Exercise: Can you pull out the full family prayer space article below, word for word?

Source passage:
The Benefits of Creating a Family Prayer Space

A few month’s ago, I was reading my Bible on the living room couch when my son approached me and asked, “What are you doing?” I told him I was praying. His response? Aren’t we supposed to pray in church? His question made me pause. I quickly reminded him that we regularly pray in places other than church- we pray before meals in the kitchen, we say bedtime prayers in the kids’ bedrooms, and we regularly pray in the car. Prayer wasn’t just for church. Yes, prayer is talking to God and God lives in the church, but He also lives in our hearts. He’s here in our home with us too. Wherever we are, God is there with us, so we can pray literally anywhere.

My son’s question made me think about our family’s approach to prayer. My eventual answer? We created a family prayer space in the living room. We cleared a corner of the room of all toys, and I set up a small altar with drawers for prayer materials. I decorated the top with a crucifix and statues of holy men and women who we admired. And then we started using our little prayer space together.

Here’s what we noticed.

Our family began to pray more. We built up deeper and longer prayer rituals together as a family. Now, after the kids are up and dressed, we gather in our prayer space for morning prayer before breakfast. Since our family homeschools, we return to our family altar before beginning the day’s school work. Then we gather in our prayer space again before the kids go to bed. During those times, we pray our daily prayers, meditate on the Scriptures, and learn more about the faith. Our altar has made us more intentional about our family prayer time.

Our children can now better see how their parents pray. Rather than sitting on the couch, I now go to our prayer space to journal and read the Bible. My husband has prayed his rosary there. Since we began using our prayer space, our children can better see the way we live out our faith. They can see that the faith is not just for children, or for women. It’s for everyone. Our children can also see how many different ways there are to pray, and trust me, there are a lot.

Supplied material:
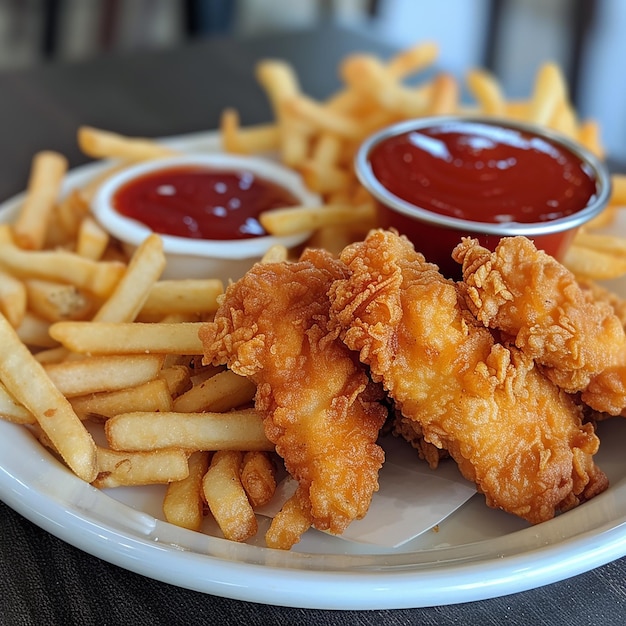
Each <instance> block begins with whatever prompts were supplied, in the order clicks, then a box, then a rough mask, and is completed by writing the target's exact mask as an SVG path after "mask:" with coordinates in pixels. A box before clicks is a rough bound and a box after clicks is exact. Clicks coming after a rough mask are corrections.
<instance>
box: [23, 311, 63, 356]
mask: <svg viewBox="0 0 626 626" xmlns="http://www.w3.org/2000/svg"><path fill="white" fill-rule="evenodd" d="M49 328H50V322H48V321H47V320H44V319H42V318H41V317H38V316H37V315H35V314H34V313H32V312H31V311H26V313H25V314H24V317H23V318H22V322H21V323H20V325H19V326H18V327H17V328H16V329H15V332H16V333H17V336H18V337H19V338H20V340H21V341H22V342H23V343H24V344H25V345H27V346H29V347H31V348H37V349H39V348H56V347H57V346H58V345H59V344H58V343H57V342H56V341H55V340H54V339H52V337H50V334H49V332H48V330H49Z"/></svg>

Result of the exercise:
The Benefits of Creating a Family Prayer Space

A few month’s ago, I was reading my Bible on the living room couch when my son approached me and asked, “What are you doing?” I told him I was praying. His response? Aren’t we supposed to pray in church? His question made me pause. I quickly reminded him that we regularly pray in places other than church- we pray before meals in the kitchen, we say bedtime prayers in the kids’ bedrooms, and we regularly pray in the car. Prayer wasn’t just for church. Yes, prayer is talking to God and God lives in the church, but He also lives in our hearts. He’s here in our home with us too. Wherever we are, God is there with us, so we can pray literally anywhere.

My son’s question made me think about our family’s approach to prayer. My eventual answer? We created a family prayer space in the living room. We cleared a corner of the room of all toys, and I set up a small altar with drawers for prayer materials. I decorated the top with a crucifix and statues of holy men and women who we admired. And then we started using our little prayer space together.

Here’s what we noticed.

Our family began to pray more. We built up deeper and longer prayer rituals together as a family. Now, after the kids are up and dressed, we gather in our prayer space for morning prayer before breakfast. Since our family homeschools, we return to our family altar before beginning the day’s school work. Then we gather in our prayer space again before the kids go to bed. During those times, we pray our daily prayers, meditate on the Scriptures, and learn more about the faith. Our altar has made us more intentional about our family prayer time.

Our children can now better see how their parents pray. Rather than sitting on the couch, I now go to our prayer space to journal and read the Bible. My husband has prayed his rosary there. Since we began using our prayer space, our children can better see the way we live out our faith. They can see that the faith is not just for children, or for women. It’s for everyone. Our children can also see how many different ways there are to pray, and trust me, there are a lot.